● **Aim**: Copy the stretch from the line containing "Would you be able to pin the stone masonry" through the end of the material, renaming "observatory building" to "research station" and leaving every other character as it is.
• • • • • • •
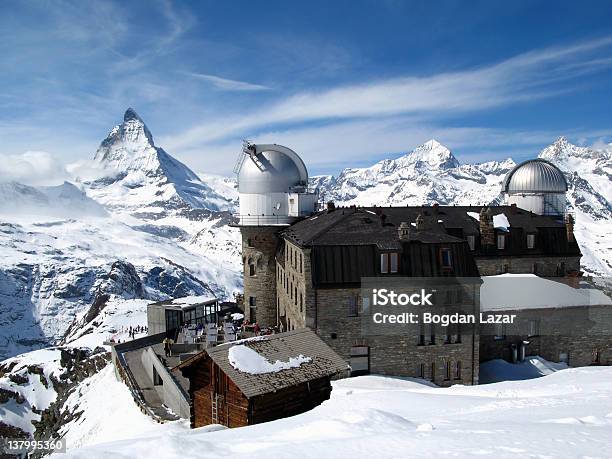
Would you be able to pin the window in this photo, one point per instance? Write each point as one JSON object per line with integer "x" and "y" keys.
{"x": 457, "y": 370}
{"x": 446, "y": 258}
{"x": 384, "y": 263}
{"x": 534, "y": 327}
{"x": 360, "y": 360}
{"x": 353, "y": 304}
{"x": 530, "y": 241}
{"x": 393, "y": 262}
{"x": 421, "y": 338}
{"x": 500, "y": 332}
{"x": 389, "y": 262}
{"x": 157, "y": 381}
{"x": 365, "y": 304}
{"x": 472, "y": 241}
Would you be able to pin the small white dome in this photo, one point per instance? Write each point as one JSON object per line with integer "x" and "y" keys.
{"x": 273, "y": 169}
{"x": 535, "y": 176}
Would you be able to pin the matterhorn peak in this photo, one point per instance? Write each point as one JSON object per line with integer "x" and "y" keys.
{"x": 434, "y": 154}
{"x": 131, "y": 115}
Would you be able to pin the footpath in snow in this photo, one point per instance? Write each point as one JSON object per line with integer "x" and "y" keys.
{"x": 565, "y": 414}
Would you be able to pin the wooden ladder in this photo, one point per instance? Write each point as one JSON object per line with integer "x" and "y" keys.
{"x": 214, "y": 398}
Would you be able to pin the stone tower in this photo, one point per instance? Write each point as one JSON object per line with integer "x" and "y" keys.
{"x": 273, "y": 193}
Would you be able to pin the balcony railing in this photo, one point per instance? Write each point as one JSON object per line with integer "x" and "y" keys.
{"x": 262, "y": 220}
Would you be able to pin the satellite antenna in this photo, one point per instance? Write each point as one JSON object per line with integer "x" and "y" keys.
{"x": 248, "y": 149}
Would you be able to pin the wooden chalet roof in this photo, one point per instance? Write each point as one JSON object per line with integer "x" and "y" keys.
{"x": 281, "y": 346}
{"x": 442, "y": 224}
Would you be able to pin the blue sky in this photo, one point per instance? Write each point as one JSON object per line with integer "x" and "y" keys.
{"x": 344, "y": 83}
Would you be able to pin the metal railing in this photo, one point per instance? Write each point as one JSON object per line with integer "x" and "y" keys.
{"x": 263, "y": 220}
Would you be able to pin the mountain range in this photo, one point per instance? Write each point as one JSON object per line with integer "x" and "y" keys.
{"x": 145, "y": 226}
{"x": 431, "y": 174}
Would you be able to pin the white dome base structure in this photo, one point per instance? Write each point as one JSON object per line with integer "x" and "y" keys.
{"x": 273, "y": 186}
{"x": 538, "y": 186}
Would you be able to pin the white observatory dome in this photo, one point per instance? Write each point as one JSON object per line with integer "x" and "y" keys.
{"x": 535, "y": 176}
{"x": 275, "y": 169}
{"x": 537, "y": 186}
{"x": 273, "y": 186}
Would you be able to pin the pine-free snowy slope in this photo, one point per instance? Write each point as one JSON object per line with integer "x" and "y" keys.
{"x": 565, "y": 414}
{"x": 431, "y": 174}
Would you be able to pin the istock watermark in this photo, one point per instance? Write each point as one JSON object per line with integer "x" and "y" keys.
{"x": 496, "y": 306}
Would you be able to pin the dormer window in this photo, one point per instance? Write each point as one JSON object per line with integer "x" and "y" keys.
{"x": 446, "y": 258}
{"x": 530, "y": 241}
{"x": 472, "y": 241}
{"x": 389, "y": 262}
{"x": 501, "y": 241}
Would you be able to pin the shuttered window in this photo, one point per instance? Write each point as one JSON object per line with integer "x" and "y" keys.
{"x": 389, "y": 262}
{"x": 360, "y": 360}
{"x": 530, "y": 241}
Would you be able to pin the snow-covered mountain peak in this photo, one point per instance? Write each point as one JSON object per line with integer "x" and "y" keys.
{"x": 129, "y": 146}
{"x": 139, "y": 174}
{"x": 434, "y": 155}
{"x": 564, "y": 153}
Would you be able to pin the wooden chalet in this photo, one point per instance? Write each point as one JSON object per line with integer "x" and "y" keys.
{"x": 222, "y": 394}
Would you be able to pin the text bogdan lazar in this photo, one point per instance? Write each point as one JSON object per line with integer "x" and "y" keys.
{"x": 384, "y": 297}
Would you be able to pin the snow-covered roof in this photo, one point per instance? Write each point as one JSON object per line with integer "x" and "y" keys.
{"x": 500, "y": 221}
{"x": 248, "y": 360}
{"x": 188, "y": 301}
{"x": 528, "y": 291}
{"x": 261, "y": 366}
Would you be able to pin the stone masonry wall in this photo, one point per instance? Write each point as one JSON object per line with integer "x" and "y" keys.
{"x": 394, "y": 355}
{"x": 259, "y": 249}
{"x": 583, "y": 334}
{"x": 545, "y": 266}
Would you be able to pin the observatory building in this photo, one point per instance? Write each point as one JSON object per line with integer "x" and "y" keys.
• • • • • • •
● **Output of the task**:
Would you be able to pin the stone masonry wall in this photo, one point per instance? Write each point as one JSON object per line with integer "x" and "y" keys.
{"x": 394, "y": 355}
{"x": 259, "y": 249}
{"x": 583, "y": 334}
{"x": 545, "y": 266}
Would you be able to pin the research station in this photo, one point per instance? Write each point as one JSON object per line with integer "x" and "y" keys.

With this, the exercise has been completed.